Set problem:
Answer these questions using the page excerpt on suspending and resuming jobs:
1. What must a job be configured with before it can be suspended and resumed?
2. What happens to streaming jobs on failure?
3. In the ALTER JOB example that raises the processor limit, what value is set for maxProcessorAccumulatedRecords?

Page excerpt:

● ● ● ●

To suspend and resume a job, it must be configured with a processing guarantee. To learn more about setting a processing guarantee, see Configuring Jobs.
  • CLI

  • SQL

Use the suspend <job_name_or_id> and resume <job_name_or_id> commands to suspend and resume jobs:

bin/hz-cli suspend hello-world

Example result:

Suspending job id=0401-9f77-b9c0-0001, name=hello-world, submissionTime=2020-03-07T15:59:49.234...
Job suspended.
bin/hz-cli resume hello-world

Example result:

Resuming job id=0401-9f77-b9c0-0001, name=hello-world, submissionTime=2020-03-07T15:59:49.234...
Job resumed.

For fault tolerance, streaming jobs are automatically suspended on failure. For more details, see Processing Guarantees.

With the ALTER JOB statement, you can suspend and resume a job that is running on a cluster.

ALTER JOB hello-world SUSPEND;

Result:

OK
ALTER JOB hello-world RESUME;

Currently, Jet processors implement basic memory management by limiting the number of objects individual processors store. When this number is exceeded, the job fails. To recover the failed job, try updating the job configuration to increase the processor limit, and resume the job.

ALTER JOB hello-world OPTIONS ('maxProcessorAccumulatedRecords'='100') RESUME;

You might also consider increasing the number of records that each processor can accumulate, if SQL operations such as grouping, sorting, or joining end in errors.

● ● ● ●

Extracted information:
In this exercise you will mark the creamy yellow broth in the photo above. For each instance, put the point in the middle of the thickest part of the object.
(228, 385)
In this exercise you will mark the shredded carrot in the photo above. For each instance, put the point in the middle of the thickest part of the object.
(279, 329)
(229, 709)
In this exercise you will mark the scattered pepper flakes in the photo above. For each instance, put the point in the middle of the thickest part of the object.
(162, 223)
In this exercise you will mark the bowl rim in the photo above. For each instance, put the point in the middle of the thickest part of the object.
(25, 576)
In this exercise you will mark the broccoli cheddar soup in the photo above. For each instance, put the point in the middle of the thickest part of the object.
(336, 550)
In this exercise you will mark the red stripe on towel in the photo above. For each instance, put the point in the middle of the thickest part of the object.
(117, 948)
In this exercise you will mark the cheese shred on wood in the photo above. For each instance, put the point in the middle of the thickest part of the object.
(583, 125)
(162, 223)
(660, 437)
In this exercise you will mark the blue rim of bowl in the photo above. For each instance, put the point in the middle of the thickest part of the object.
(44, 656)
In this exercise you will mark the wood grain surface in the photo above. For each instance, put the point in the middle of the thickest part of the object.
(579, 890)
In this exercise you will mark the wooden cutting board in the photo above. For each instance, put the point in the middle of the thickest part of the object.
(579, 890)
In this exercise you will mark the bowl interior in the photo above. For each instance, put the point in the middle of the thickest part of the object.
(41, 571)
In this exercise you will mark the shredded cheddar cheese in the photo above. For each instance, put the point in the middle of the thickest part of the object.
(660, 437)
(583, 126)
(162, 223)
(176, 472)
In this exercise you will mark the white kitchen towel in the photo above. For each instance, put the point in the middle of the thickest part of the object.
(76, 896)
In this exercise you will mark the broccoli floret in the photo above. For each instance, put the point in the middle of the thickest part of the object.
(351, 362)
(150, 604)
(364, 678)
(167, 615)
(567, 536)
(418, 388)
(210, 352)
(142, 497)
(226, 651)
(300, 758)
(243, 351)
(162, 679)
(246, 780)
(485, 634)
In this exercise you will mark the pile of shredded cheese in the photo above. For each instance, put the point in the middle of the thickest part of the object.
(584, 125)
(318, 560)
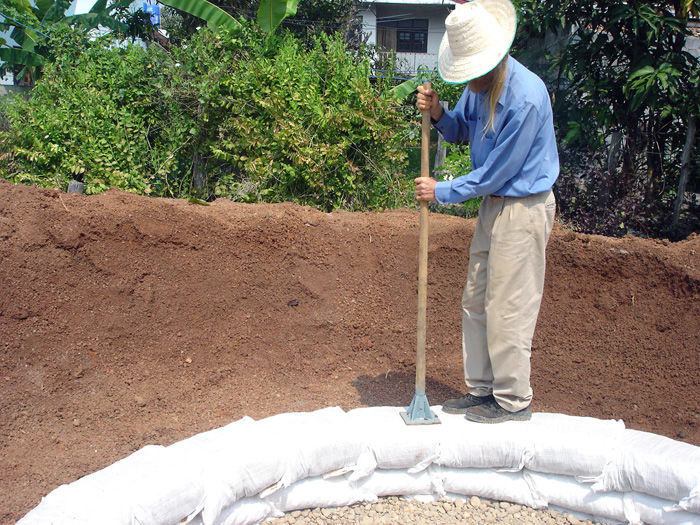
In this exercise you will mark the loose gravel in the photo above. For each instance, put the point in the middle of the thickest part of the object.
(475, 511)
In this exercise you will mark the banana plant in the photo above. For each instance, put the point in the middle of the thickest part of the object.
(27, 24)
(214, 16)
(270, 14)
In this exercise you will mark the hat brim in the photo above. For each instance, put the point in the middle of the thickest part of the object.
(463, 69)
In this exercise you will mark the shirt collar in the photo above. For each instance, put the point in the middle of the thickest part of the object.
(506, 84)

● ● ● ●

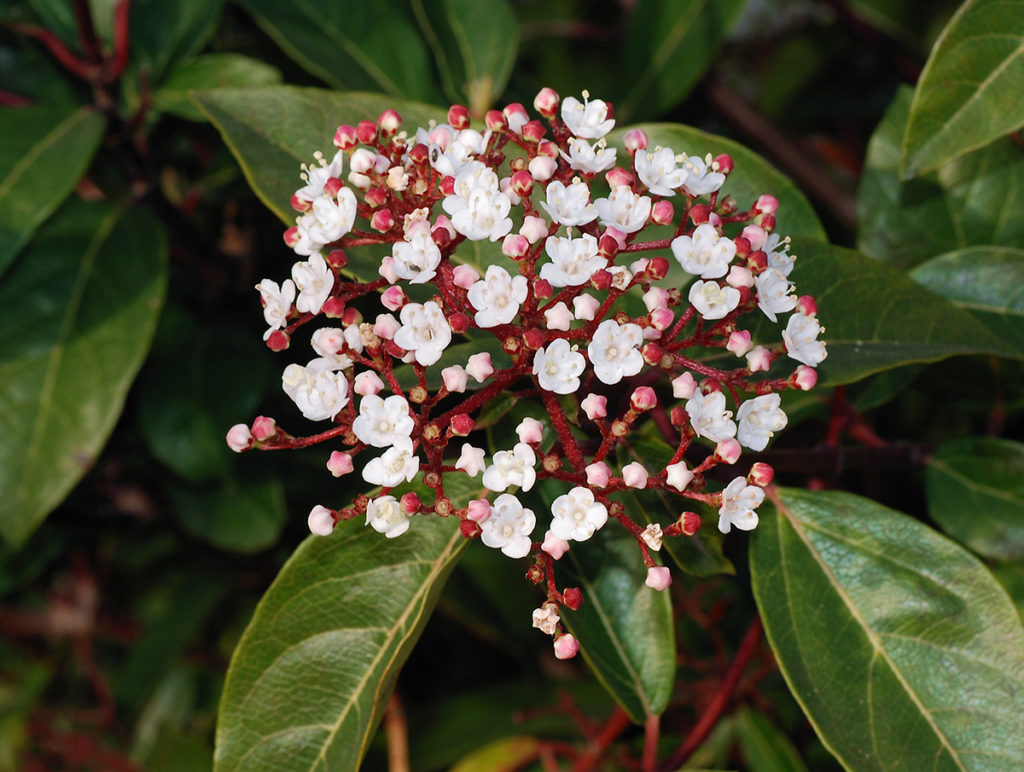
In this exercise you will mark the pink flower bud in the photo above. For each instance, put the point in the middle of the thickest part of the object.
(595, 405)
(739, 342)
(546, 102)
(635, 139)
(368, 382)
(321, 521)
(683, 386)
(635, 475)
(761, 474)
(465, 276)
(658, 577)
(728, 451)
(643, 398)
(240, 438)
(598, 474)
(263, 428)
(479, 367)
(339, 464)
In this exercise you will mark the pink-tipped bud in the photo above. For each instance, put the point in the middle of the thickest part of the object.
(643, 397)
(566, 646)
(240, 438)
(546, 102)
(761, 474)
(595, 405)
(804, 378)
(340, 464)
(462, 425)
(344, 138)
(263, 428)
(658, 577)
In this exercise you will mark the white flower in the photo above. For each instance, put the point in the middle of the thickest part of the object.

● ● ● ●

Expected answer:
1. A processing guarantee.
2. They are automatically suspended, for fault tolerance.
3. 100.